Locate each line in the records below that contains the string "horn", and copy those lines. The match is case-sensitive.

══ WORKING DATA

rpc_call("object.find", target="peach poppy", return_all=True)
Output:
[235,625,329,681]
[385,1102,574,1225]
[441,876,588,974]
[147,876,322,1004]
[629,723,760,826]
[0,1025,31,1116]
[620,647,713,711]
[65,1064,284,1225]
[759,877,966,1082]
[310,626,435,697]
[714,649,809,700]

════
══ WORKING DATA

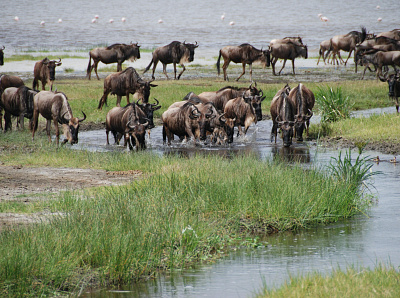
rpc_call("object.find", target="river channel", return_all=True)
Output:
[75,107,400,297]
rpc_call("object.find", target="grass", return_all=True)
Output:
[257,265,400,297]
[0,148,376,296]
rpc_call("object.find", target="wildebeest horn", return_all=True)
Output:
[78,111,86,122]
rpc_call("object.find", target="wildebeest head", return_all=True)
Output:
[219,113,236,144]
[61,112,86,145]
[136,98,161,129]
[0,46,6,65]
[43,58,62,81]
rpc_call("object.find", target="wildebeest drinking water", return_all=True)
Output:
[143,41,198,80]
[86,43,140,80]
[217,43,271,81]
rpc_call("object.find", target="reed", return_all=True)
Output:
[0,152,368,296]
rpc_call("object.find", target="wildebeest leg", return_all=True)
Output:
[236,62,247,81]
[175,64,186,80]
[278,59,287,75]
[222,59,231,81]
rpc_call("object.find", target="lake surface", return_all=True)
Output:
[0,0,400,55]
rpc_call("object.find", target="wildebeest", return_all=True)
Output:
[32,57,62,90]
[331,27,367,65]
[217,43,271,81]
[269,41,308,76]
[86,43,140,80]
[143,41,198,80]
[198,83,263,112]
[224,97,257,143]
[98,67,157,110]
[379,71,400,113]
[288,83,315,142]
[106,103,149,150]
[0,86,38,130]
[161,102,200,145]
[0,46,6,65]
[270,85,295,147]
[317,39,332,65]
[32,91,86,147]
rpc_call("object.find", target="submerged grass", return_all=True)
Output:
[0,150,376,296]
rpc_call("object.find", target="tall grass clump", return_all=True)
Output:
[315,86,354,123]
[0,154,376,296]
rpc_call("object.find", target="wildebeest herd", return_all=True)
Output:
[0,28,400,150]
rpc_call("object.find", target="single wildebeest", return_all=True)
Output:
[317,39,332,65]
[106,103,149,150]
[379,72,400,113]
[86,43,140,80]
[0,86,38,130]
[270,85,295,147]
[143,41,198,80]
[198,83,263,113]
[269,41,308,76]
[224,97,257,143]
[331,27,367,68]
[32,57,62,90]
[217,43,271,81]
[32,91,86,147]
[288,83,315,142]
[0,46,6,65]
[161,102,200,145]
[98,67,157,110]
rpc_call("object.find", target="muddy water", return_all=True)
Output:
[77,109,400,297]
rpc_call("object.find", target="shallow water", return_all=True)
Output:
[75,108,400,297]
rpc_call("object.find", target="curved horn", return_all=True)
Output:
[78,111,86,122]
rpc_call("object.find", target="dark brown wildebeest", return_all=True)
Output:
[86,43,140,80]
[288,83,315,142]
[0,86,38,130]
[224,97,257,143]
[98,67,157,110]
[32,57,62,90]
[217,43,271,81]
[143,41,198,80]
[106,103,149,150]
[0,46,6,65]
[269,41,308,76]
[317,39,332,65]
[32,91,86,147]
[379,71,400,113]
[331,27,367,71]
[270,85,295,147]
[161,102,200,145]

════

• **RESULT FOR THIS TASK**
rpc_call("object.find", target="wildebeest horn", return_all=True)
rpc_call("object.find", target="curved horn", return_all=True)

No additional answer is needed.